Tasks for this exercise:
1. In the workbench and clocks thread, what wood is the bench made of?
2. Name every kind of wood mentioned in the workbench and clocks thread.
3. Reproduce the part of the workbench and clocks thread between "I'd guess the" and "(Feb 26, 2006)", inclusive.

━━━ Text extract ━━━

# Workbench and some clocks



## DougW (Oct 15, 2005)

Here is a set of Christmas present clocks. A few look reversed as they are barber's clock movements, intended for viewing in mirrors.

The other picture, with pretty presenter is my ideal, small-sized, 17th century design workbench. I'm wondering how I ever lived without either one. The bench is made of spruce, with Veritas hardware, and

The clocks are a collection in pine, aspen and maple respectively. What you can't see is some are assembled with screws (pine), mortise/tennons (aspen) and dovetails (maple). An excellent practice session in assorted joints.

...Doug


----------



## Visteonguy (Aug 6, 2005)

Nice work Doug.... I really like the idea of the barbers clock.


----------



## DougW (Oct 15, 2005)

Thanks. I first saw a barber's clock in an antique display in Beaverdell Hotel in BC. Looks very strange. In my house it took about 2 weeks to get used to it on the mantle, now it seems almost normal.

...Doug


----------



## Mark (Aug 4, 2004)

Doug, those look like some really nice projects, great job! 

How long did it take you to make one of the clocks?


----------



## GoonMan (Mar 22, 2005)

DougW said:


> Here is a set of Christmas present clocks. A few look reversed as they are barber's clock movements, intended for viewing in mirrors.
> 
> The other picture, with pretty presenter is my ideal, small-sized, 17th century design workbench. I'm wondering how I ever lived without either one. The bench is made of spruce, with Veritas hardware, and
> 
> ...


WOW Doug looks great.


----------



## Pop_pop1 (Sep 10, 2004)

Nice job on both clocks and bench. Looks like some great gift ideas. Well done.


----------



## DougW (Oct 15, 2005)

Thanks to all for your comments.

Time to make the clocks was a nebulous thing as I was experimenting with my first piece of maple, my first shot at resawing, and learning the jointing process for each on the Woodrat.

I'd guess the time wasn't more than a couple of hours each, including the carrier for the clock mechanism, which slides out the back when the rear panel is removed. Dovetailing the tiny drawer probably took as much time as the rest of the clock.

...Doug


----------



## golfmike304 (Feb 26, 2006)

nice bench doug, I hope to build one sometime myself. :sold: 
Mike


----------



## DougW (Oct 15, 2005)

I'm sure glad I built the bench. I didn't know it had so many uses!

Having finished and worked with it a while here's a couple of thoughts.

━━━ Rows ━━━

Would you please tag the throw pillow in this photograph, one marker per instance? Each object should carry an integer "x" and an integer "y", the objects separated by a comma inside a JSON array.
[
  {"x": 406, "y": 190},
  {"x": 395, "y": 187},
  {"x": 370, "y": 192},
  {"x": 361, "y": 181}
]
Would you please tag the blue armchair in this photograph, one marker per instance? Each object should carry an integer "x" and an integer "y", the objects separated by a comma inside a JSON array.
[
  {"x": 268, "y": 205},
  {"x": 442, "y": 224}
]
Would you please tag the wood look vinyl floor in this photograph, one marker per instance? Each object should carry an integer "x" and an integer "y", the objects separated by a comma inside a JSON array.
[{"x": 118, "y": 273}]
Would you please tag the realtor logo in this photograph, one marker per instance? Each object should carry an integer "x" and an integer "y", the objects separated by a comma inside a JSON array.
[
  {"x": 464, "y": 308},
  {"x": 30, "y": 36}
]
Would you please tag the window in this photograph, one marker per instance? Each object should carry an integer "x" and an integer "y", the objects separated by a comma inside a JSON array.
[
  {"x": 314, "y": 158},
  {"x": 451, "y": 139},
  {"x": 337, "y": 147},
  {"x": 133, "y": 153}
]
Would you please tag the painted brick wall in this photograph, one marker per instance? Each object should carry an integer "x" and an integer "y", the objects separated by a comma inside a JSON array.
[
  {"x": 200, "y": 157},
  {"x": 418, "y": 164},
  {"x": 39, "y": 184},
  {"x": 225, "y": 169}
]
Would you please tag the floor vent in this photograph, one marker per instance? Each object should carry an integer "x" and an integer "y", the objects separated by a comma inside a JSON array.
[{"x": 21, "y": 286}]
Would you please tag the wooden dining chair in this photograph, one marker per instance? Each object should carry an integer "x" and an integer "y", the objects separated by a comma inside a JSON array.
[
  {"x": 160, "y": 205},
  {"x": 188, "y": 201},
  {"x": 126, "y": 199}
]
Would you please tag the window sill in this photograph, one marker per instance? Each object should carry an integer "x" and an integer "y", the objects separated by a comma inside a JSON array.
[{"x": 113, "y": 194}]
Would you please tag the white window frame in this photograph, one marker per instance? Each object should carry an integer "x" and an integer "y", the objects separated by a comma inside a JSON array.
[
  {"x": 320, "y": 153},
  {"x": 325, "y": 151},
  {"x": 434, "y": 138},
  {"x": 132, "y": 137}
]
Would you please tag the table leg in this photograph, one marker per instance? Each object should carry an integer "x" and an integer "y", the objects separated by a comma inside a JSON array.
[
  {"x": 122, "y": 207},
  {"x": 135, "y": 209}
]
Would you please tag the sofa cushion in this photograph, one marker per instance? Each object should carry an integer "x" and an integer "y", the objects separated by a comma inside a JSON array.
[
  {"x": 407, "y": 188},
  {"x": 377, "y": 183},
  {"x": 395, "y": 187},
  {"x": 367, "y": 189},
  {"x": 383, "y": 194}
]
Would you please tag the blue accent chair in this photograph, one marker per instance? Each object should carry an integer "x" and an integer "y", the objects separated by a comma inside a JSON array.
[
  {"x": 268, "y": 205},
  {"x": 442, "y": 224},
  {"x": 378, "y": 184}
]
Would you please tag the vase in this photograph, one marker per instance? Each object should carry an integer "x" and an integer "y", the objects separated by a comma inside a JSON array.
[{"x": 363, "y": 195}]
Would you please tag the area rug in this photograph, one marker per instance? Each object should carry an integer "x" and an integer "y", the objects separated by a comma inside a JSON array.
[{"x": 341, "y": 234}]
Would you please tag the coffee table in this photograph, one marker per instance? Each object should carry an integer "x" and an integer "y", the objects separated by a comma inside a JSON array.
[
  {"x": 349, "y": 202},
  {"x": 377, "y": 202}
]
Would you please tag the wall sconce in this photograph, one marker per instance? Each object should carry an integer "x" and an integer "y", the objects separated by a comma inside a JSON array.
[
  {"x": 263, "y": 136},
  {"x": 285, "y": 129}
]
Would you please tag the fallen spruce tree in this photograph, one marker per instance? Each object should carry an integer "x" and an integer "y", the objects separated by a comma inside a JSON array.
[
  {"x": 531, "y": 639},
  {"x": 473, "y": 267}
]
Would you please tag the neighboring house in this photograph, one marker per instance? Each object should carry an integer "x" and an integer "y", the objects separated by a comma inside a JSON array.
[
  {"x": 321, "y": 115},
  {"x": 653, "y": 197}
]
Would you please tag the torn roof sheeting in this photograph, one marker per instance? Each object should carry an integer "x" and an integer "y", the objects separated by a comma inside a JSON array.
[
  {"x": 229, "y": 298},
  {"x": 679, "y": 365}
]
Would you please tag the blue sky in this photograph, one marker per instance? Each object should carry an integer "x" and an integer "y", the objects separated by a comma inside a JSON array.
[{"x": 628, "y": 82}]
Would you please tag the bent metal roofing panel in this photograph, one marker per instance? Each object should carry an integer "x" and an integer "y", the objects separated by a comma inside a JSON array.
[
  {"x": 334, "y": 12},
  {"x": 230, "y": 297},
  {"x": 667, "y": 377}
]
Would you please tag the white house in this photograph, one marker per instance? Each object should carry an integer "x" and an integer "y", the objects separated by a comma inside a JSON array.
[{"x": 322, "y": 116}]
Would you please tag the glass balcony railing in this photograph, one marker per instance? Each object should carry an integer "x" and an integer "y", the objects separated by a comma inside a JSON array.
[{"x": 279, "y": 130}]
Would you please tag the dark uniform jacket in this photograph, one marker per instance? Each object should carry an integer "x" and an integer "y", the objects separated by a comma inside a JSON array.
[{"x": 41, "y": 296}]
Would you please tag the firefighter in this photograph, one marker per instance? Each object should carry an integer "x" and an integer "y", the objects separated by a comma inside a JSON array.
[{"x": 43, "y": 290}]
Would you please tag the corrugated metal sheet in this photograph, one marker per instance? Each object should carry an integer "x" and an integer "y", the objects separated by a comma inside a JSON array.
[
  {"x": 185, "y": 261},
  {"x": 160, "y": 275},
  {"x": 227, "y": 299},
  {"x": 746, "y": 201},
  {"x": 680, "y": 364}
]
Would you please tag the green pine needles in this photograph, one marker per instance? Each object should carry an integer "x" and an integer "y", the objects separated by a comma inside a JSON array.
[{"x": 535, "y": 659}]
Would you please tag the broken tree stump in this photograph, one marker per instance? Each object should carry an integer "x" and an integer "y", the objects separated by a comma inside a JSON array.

━━━

Outputs for the tasks:
1. Spruce.

2. Pine, aspen, maple, spruce

3.
I'd guess the time wasn't more than a couple of hours each, including the carrier for the clock mechanism, which slides out the back when the rear panel is removed. Dovetailing the tiny drawer probably took as much time as the rest of the clock.

...Doug


----------



## golfmike304 (Feb 26, 2006)